═════ Document section ═════

Braitmayer Foundation K-12 Grants
Proposals are due November 1-15. This foundation is interested in K-12 education in the United States, with special interests in curricular and school reform initiative and preparation, as well as professional development opportunities for teachers. The foundation provides up to $10,000 for grants to be used anywhere in the US as seed money, challenge grants, or to match other grants to the recipient organizations. For more info, see www.braitmayerfoundation.org/guid.htm.
Book Reviews
Following up on the well-received review of Rethinking Mathematics: Teaching Social Justice by the Numbers, by Patricia Marnien Tresnan, Mathematics Teacher, Jenkintown Schools, Arcadia MAEd 2003, we welcome reviews of materials and resources that you have found more or less valuable in your work. Please contact Peter if you would like to have your ideas included in future issues of this newsletter.
Possible books to consider reviewing:
- D’Ambriosio, Ubiratan. 2001. Ethnomathematics: Link between traditiona and modernity. Rotterdam: Sense Publishers.
- Gellert, Uwe, and Jablonks, Eva (eds). 2007. Mathematisation and demathematisation: Social, philosophical, and educational ramifications. Rotterdam: Sense Publishers.
- Gutstein, Eric. 2006. Reading and writing the world with mathematics: Toward a pedagogy for social justice. NY: Routledge.
- Nolan, Kathleen. 2007. How should I Know? Preservice Teachers’ Images of Knowing (by Heart) in Mathematics and Science. Rotterdam: Sense Publishers.
- Skovsmose, Ole. 2005. Travelling through education; Uncertainty, mathematics, responsibility. Rotterdam: Sense Publishers.

═════

### What to work on:
1 - In the newsletter excerpt, what is the largest grant amount the Braitmayer Foundation provides?
2 - Using the newsletter excerpt, explain what led to the call for reviews of materials and resources.
3 - Pick up the newsletter excerpt after its final book listing and carry it forward.
The entries that follow come from a different source than the newsletter excerpt.

═════ Extracted entries ═════

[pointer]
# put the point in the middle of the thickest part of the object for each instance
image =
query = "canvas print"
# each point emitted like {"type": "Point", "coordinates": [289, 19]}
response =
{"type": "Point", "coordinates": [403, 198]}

═════

### Responses by task:
1 - Up to $10,000.

2 - The call for reviews follows up on the well-received review of Rethinking Mathematics: Teaching Social Justice by the Numbers. Patricia Marnien Tresnan wrote that review. Readers are invited to contact Peter about having their ideas included in future issues.

3 -
- Walshaw, Margaret (ed). 2004. Mathematics education within the postmodern. Charlotte, NC: Information Age Publishing.
Mitch's Corner
Mitch's Corner is a regular feature of the Arcadia Mathematics Education
Newsletter, sharing samples of resources from Mitch Bernstein, a high school
math teacher in Philadelphia for 31 years. Mitch taught both traditional
math and the reform Interactive Mathematics Program. He is now
retired. He is a co-author of Algebra 1: An Integrated Approach.
Here is one of Mitch’s famous Problems of the Week:
The chart below illustrates how sales for an item has decreased as price of the article increased.
| Price | Number Sold | Income (Price)*(Number Sold) |
| $1 | 85,000 | $85,000 |
| $2 | 80,000 | $160,000 |
| $3 | 75,000 | $225,000 |
If the pattern shown continues,
1. What price should be charged in order to produce the greatest income?
2. What is the greatest income possible for this product?
Explain your answer. Solution.
Mitch’s collected resources are bound and available in the Landman
Library Curriculum Materials collection. You may also pick up a free CD
of the same resources from Peter Appelbaum in Taylor 312A.